Stored data entries
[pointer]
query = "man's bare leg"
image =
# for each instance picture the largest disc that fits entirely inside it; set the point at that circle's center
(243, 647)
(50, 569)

Task prompt: Print all of the records above line for line, changing nothing.

Response to this exercise:
[pointer]
query = "man's bare leg"
image =
# for each instance picture the largest disc that fits entirely inside it; set the point at that circle's center
(243, 647)
(50, 569)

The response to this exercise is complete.